HOW TO COMPLETE THIS TASK — Your answer should contain every line of the records, transcribed word for word.

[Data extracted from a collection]
======

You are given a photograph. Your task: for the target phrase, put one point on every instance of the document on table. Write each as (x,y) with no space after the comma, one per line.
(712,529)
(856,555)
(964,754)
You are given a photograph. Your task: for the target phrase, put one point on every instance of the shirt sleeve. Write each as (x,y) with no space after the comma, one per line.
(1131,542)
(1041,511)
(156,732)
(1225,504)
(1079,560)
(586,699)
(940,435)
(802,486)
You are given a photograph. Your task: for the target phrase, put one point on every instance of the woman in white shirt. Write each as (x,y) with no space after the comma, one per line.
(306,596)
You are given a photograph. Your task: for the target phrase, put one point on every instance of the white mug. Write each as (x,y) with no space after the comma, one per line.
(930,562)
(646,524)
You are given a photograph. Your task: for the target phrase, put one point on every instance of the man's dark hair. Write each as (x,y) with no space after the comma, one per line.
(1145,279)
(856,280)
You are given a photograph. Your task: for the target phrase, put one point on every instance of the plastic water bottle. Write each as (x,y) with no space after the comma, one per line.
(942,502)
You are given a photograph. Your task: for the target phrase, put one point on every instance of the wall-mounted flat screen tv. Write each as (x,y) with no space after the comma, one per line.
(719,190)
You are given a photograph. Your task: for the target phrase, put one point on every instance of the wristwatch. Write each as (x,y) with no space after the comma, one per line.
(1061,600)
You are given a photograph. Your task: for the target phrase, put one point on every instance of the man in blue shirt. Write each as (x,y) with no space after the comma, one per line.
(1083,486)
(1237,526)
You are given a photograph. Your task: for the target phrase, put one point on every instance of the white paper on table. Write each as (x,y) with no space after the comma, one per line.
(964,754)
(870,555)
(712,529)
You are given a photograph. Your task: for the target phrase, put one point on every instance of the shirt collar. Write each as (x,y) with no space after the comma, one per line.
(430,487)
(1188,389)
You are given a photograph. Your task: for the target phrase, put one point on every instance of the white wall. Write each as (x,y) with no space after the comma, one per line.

======

ANSWER TO THIS TASK —
You are given a photograph. Your task: for the target phrase, put one point on every instance of the document on table. Write each as (x,y) with no space after the comma, one per line.
(712,529)
(856,555)
(964,754)
You are given a photograph. Your task: for the target phrase, put one point on every instance of the shirt sleeve. Write each as (x,y) with no space after the comma, one per line.
(1131,542)
(1041,511)
(156,732)
(1225,504)
(1079,560)
(586,699)
(940,435)
(802,486)
You are given a photograph. Your task: for the target phrase, put one point on every instance of the woman in white shirt. Write each as (x,y) with no space after the comma, one per line.
(306,596)
You are given a photograph. Your task: for the target phrase, put one point on every instance of the white mug. Write each as (x,y) with no space after the comma, one per line.
(930,562)
(646,524)
You are given a photograph. Your task: for the target phrase, put one point on every instance of the man's dark hair. Write each as (x,y) with no space after the comma, one per line.
(1145,279)
(856,280)
You are given a photograph. Your task: for the target phrase, put one point on every instance of the plastic water bottle. Write each as (x,y) with no space after the comma, one per line.
(942,502)
You are given a photograph. Your task: for the target phrase, put one point on every instance of the wall-mounted flat screen tv. Write each as (x,y) with no space after the comma, one per line.
(719,190)
You are given a photograph. Your task: for the target phrase, put one point on every instance of the wristwatch. Write each as (x,y) with no space after the comma, one per line.
(1061,600)
You are given a photograph. Your task: for the target phrase, put one point on every instance of the man in blue shirt. Write each as (x,y) with no space after the comma, one per line.
(1083,486)
(1237,526)
You are given a photograph. Your task: for the target phrase, put one point on every instance of the white paper on table. Write each as (x,y) with no space after the comma, one per line.
(964,754)
(870,555)
(712,529)
You are given a photograph. Your task: for the target phrase, put one point on every instance of the shirt collar. Write each as (x,y) with no space after the comma, one per line.
(430,487)
(1188,389)
You are given a photograph. Your task: for the target phrase, put one point on every instance of the white wall. Write each as (x,y) with no space after the comma, one per line.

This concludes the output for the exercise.